▶ PROBLEMS AND TASKS
[1] In the text about Mary Lake, who was the lake named after?
[2] From the entries, give as a JSON list of strings, one string per line with blank lines omitted, only the lines starting at the line that contains "Extract brown antelope" and stopping after the line that contains "xmin=207 ymin=218 xmax=218 ymax=228".

#### TEXT EXTRACT ####

Mary Lake is a lake located in Muskoka District in Ontario, Canada. The town of Port Sydney is located at its southern end. The lake was named by surveyor Alexander Murray after his daughter Mary Ellen Murray in 1853. Both ends of the lake are connected with the North Muskoka River.

Attractions
Muskoka Bible Centre is religious conference centre located on north end of the lake. Opened as a Baptist retreat in 1931 it replaced a youth camp at Fisher's Glen on Lake Erie in 1930.

Cottages along lake limit public access to a few points:

 Mary Lake Marina - a private family owned business located on the northwest side of lake. It provides paid public access to waters.

 Port Sydney Beach - a public beach managed by Town of Huntsville. The dock and waters are the responsibility of Fisheries and Oceans Canada.

Islands
The islands are believed to be former volcanic pipes from an ancient mountain.

#### INPUT MATERIAL ####

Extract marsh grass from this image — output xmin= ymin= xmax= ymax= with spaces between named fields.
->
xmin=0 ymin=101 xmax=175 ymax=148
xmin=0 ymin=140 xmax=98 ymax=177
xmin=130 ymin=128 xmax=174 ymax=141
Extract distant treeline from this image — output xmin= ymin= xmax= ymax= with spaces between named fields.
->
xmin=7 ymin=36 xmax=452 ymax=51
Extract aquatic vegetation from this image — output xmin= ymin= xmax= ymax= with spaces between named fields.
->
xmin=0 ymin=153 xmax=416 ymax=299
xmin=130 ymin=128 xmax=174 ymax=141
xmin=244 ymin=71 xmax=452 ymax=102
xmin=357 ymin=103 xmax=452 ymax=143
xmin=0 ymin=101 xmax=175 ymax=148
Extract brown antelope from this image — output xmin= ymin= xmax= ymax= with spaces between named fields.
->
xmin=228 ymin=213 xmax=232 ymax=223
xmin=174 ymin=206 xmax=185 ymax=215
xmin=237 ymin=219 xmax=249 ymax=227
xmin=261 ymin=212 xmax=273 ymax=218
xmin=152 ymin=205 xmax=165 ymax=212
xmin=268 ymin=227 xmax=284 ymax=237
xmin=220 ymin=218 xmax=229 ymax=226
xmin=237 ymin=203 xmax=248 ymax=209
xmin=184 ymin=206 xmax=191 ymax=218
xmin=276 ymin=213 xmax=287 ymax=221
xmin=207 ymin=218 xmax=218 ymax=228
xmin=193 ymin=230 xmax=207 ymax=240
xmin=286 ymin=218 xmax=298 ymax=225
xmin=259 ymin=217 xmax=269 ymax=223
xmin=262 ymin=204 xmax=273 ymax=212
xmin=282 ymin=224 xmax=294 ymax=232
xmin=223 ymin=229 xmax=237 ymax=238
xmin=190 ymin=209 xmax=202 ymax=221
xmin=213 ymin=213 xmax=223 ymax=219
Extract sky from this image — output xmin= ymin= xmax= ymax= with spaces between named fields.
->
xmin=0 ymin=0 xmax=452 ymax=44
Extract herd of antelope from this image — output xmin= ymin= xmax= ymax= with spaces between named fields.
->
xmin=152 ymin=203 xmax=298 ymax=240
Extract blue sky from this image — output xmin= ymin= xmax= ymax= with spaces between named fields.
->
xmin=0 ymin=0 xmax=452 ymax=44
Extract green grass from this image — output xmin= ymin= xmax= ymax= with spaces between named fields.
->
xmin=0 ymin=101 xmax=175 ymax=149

####
#### INPUT MATERIAL ####

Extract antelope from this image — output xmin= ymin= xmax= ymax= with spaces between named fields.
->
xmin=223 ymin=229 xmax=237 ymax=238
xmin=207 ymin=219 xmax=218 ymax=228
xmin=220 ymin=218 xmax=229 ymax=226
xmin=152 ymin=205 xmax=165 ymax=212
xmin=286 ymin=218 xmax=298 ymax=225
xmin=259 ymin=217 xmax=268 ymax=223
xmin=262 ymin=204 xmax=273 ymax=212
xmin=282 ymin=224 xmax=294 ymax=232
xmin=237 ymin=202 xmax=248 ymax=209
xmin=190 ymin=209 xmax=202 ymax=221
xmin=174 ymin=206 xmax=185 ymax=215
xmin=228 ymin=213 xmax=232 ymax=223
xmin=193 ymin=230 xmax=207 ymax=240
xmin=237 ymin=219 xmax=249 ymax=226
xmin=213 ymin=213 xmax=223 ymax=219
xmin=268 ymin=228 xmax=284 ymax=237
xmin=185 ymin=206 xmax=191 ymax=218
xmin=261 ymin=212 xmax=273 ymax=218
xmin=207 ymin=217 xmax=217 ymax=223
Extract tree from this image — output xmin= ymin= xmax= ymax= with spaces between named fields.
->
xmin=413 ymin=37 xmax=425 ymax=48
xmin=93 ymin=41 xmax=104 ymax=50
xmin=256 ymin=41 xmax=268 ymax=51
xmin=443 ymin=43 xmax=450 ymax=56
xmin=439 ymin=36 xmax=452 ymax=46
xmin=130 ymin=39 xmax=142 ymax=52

####

▶ RESPONSES TO THE EXERCISE
[1] Mary Ellen Murray, daughter of surveyor Alexander Murray.

[2]
[
  "Extract brown antelope from this image — output xmin= ymin= xmax= ymax= with spaces between named fields.",
  "->",
  "xmin=228 ymin=213 xmax=232 ymax=223",
  "xmin=174 ymin=206 xmax=185 ymax=215",
  "xmin=237 ymin=219 xmax=249 ymax=227",
  "xmin=261 ymin=212 xmax=273 ymax=218",
  "xmin=152 ymin=205 xmax=165 ymax=212",
  "xmin=268 ymin=227 xmax=284 ymax=237",
  "xmin=220 ymin=218 xmax=229 ymax=226",
  "xmin=237 ymin=203 xmax=248 ymax=209",
  "xmin=184 ymin=206 xmax=191 ymax=218",
  "xmin=276 ymin=213 xmax=287 ymax=221",
  "xmin=207 ymin=218 xmax=218 ymax=228"
]